## Passage shown
Classically, the model presents two types of solutions: universes expanding from a big bang to infinite volume (reached at infinite proper time), and universes contracting from infinite volume to a big crunch (reached at infinite proper time). In internal time $\varphi$, the expanding solutions reach infinite volume at a finite value of $\varphi$, and one can analytically continue the evolution, matching it with that of the contracting solution. Moreover, as it happens for vanishing cosmological constant, the loop quantization drastically modifies the dynamics at the Planck regime, replacing the big bang or big crunch singularities with a quantum bounce. This leads to an essentially periodic (in time $\varphi$) universe [13].

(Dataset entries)

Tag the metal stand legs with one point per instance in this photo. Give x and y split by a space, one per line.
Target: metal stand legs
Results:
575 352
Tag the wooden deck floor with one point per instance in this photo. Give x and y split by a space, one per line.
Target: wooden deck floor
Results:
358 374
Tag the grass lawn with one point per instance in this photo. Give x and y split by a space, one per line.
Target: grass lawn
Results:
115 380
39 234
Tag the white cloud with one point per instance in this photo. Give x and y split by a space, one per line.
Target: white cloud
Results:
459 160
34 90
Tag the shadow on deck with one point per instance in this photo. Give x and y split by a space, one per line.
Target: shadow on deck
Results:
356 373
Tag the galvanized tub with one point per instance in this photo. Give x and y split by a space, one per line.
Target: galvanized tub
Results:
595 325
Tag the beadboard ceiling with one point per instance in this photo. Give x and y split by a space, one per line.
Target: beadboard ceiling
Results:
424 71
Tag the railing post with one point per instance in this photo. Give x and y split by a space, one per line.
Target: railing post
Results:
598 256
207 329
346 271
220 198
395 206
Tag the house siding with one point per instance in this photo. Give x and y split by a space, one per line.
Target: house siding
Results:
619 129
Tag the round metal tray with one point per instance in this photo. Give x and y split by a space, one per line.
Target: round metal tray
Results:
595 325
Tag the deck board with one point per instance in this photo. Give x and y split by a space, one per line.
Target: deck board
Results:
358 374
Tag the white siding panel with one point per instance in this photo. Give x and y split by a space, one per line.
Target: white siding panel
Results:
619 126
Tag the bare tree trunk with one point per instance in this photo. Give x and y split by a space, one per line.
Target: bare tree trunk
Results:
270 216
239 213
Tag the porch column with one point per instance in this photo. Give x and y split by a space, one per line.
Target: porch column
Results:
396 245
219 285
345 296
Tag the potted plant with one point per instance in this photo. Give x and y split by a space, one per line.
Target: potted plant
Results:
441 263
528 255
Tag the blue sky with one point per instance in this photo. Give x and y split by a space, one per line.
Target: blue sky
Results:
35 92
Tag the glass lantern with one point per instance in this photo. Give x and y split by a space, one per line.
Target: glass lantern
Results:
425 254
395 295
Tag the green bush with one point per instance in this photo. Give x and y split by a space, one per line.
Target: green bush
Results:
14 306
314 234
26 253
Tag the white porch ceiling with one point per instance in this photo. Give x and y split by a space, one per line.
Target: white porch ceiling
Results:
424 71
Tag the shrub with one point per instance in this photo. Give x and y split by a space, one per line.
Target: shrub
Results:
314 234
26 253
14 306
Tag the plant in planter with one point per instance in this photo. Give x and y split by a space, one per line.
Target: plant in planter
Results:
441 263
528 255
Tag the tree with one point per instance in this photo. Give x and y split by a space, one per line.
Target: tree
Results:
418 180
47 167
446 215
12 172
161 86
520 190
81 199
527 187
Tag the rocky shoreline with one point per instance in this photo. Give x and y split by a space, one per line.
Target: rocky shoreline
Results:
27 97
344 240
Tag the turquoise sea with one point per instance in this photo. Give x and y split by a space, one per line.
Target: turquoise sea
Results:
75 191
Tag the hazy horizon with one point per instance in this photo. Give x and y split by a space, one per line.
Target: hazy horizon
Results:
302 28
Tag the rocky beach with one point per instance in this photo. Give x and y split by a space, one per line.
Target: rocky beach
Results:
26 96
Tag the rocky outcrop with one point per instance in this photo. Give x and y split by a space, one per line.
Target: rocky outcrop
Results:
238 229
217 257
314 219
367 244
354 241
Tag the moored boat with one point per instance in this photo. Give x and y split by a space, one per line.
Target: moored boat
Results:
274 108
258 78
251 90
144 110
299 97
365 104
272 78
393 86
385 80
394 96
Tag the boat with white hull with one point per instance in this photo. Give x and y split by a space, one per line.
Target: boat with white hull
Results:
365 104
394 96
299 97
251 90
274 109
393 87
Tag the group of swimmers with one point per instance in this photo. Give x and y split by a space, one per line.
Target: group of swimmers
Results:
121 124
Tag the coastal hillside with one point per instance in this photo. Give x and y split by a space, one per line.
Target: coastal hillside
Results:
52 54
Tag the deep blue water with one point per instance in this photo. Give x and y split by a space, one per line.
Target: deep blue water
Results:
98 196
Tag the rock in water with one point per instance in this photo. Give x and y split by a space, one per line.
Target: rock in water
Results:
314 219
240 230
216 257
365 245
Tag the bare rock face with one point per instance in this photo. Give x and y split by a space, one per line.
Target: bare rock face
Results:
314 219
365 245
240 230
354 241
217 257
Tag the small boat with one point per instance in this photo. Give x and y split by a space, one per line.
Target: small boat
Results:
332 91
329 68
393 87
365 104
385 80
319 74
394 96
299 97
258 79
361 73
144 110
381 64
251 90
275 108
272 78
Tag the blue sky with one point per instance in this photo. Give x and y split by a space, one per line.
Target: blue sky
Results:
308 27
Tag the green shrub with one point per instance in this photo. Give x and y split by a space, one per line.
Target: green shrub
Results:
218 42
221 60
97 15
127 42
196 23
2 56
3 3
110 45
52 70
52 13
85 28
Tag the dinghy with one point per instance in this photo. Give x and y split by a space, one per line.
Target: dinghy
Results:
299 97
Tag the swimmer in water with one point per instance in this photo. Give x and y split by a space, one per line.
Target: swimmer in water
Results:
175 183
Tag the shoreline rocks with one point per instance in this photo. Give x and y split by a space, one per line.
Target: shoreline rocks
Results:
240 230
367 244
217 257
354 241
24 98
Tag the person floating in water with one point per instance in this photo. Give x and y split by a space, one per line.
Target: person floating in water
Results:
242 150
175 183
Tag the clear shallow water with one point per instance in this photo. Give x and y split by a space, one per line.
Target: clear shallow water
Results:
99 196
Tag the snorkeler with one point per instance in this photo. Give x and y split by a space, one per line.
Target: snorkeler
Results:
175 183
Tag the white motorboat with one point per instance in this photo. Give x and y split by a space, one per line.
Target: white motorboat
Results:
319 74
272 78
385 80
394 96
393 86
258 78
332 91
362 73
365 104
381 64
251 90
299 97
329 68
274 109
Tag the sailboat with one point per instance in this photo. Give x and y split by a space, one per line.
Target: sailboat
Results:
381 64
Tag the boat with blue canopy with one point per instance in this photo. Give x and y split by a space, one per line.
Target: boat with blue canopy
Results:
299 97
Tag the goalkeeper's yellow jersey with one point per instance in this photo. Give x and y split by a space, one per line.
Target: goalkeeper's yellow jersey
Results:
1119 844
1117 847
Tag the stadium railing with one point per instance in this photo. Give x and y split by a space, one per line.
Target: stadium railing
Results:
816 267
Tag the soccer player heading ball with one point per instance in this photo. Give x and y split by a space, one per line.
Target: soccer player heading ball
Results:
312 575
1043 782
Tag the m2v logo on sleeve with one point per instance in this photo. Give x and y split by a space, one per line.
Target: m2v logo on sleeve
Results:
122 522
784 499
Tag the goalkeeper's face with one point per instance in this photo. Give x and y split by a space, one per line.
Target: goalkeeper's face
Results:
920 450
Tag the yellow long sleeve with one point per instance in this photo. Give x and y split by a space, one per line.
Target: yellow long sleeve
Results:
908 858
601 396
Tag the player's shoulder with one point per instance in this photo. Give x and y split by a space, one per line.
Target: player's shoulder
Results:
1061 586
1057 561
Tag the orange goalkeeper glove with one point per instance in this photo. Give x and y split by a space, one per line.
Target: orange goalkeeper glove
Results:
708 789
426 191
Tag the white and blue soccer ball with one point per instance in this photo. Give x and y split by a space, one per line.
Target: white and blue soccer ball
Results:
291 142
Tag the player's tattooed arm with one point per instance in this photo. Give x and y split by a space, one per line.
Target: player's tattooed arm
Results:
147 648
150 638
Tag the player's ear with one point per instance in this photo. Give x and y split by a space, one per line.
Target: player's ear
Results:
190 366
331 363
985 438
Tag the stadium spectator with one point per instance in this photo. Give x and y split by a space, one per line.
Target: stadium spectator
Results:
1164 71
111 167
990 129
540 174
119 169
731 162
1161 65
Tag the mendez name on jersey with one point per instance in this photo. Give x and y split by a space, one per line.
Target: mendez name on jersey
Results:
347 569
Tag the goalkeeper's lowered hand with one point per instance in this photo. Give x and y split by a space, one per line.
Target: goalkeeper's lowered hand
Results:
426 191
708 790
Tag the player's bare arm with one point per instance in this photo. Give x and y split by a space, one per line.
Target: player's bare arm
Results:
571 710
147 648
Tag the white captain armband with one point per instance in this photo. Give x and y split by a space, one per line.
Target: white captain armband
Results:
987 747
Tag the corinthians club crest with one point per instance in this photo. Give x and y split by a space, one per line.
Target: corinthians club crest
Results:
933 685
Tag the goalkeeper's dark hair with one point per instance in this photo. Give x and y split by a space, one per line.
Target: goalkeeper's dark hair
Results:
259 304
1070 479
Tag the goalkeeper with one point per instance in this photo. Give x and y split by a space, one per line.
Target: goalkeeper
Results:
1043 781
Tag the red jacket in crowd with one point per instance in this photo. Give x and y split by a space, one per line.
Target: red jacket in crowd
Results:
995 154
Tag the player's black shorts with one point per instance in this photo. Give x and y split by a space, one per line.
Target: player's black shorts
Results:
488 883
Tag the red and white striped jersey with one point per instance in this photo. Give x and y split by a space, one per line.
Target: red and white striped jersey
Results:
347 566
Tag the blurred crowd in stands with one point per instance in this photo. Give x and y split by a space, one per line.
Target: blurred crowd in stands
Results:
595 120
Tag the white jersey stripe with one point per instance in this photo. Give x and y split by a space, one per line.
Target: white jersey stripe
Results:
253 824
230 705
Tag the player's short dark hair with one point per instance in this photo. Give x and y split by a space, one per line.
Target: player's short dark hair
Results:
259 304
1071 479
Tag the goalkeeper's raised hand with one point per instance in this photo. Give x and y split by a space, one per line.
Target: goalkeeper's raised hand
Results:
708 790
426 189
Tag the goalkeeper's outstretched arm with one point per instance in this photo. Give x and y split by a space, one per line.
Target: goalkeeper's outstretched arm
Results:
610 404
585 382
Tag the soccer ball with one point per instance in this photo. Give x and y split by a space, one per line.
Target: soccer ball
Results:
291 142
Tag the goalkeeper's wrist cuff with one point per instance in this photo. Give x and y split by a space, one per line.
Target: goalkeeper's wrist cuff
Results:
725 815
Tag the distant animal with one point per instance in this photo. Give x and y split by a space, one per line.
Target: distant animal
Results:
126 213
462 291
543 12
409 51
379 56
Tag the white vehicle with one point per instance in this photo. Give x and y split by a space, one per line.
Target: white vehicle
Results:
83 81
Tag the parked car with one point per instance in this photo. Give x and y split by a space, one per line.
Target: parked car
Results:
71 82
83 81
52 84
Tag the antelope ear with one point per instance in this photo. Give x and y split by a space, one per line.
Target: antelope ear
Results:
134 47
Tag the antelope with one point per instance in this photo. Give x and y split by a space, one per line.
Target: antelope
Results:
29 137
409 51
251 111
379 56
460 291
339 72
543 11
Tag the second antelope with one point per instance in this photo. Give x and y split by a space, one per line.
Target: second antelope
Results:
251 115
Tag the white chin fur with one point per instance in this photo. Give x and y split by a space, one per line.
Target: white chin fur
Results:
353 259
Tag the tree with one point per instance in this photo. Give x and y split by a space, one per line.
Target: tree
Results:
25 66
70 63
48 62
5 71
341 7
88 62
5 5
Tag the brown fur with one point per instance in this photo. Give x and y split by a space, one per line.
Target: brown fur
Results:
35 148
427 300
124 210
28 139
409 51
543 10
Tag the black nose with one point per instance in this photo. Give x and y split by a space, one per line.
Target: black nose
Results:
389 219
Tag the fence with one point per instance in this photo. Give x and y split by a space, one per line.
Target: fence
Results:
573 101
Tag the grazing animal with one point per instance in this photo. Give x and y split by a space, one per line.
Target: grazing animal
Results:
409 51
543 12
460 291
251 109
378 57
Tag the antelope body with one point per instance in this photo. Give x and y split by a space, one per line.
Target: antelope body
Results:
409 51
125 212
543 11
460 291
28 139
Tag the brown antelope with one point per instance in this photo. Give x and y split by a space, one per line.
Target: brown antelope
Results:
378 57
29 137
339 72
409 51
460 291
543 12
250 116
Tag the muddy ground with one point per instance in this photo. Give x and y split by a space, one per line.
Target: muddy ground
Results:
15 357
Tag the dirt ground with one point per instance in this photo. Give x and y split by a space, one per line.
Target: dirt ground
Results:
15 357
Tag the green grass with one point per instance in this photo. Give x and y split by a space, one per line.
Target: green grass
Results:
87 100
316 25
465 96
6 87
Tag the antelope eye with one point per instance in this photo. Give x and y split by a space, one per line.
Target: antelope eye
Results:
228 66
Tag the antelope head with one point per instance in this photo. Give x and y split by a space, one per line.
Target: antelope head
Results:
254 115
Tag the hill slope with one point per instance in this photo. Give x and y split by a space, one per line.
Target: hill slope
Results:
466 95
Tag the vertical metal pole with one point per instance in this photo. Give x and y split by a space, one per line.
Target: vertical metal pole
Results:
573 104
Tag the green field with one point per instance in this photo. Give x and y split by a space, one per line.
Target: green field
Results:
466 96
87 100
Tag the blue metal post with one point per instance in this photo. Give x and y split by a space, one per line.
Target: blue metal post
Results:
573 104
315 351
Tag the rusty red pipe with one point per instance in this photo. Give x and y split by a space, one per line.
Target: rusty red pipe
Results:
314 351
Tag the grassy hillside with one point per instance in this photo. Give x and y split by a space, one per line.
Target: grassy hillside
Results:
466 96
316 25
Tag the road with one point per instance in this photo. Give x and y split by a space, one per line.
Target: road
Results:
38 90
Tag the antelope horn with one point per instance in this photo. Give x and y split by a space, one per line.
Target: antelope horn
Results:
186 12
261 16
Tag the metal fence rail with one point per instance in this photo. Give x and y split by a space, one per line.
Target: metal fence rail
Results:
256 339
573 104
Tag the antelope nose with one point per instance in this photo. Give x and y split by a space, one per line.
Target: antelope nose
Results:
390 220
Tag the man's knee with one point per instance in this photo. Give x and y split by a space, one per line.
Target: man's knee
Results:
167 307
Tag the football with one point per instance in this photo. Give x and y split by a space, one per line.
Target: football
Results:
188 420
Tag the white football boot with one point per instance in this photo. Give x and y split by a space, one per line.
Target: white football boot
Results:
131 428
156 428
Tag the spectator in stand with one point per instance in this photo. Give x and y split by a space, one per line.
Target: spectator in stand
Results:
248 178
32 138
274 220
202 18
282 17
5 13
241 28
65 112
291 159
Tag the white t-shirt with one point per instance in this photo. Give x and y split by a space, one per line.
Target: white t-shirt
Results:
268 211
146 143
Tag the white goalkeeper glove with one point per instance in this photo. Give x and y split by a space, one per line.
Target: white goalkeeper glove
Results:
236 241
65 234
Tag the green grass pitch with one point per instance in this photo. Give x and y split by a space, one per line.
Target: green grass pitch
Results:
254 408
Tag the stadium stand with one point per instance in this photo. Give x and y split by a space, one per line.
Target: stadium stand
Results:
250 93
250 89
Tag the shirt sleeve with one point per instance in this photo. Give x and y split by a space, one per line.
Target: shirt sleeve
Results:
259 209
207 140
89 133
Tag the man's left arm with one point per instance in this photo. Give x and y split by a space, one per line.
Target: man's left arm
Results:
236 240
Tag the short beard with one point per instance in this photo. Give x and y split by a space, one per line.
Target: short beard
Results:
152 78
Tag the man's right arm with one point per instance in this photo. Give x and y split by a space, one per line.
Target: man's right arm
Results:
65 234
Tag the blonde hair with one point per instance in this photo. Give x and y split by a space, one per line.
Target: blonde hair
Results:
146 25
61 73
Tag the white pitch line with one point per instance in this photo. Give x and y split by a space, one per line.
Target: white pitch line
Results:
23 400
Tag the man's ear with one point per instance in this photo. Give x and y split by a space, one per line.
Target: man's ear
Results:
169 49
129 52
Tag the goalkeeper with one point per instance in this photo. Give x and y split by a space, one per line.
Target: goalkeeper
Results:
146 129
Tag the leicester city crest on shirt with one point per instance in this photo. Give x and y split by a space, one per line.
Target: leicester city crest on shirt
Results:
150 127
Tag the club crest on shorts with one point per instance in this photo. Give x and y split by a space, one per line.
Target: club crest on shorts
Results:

## What you need to do
• 1. In the cosmology passage, what replaces the big bang or big crunch singularities under loop quantization?
• 2. Reproduce the cosmology passage word for word, beginning at the words "Classically, the model" and ending after the words "time $\varphi$) universe [13].".

## Responses for each task
• 1. A quantum bounce.

• 2.
Classically, the model presents two types of solutions: universes expanding from a big bang to infinite volume (reached at infinite proper time), and universes contracting from infinite volume to a big crunch (reached at infinite proper time). In internal time $\varphi$, the expanding solutions reach infinite volume at a finite value of $\varphi$, and one can analytically continue the evolution, matching it with that of the contracting solution. Moreover, as it happens for vanishing cosmological constant, the loop quantization drastically modifies the dynamics at the Planck regime, replacing the big bang or big crunch singularities with a quantum bounce. This leads to an essentially periodic (in time $\varphi$) universe [13].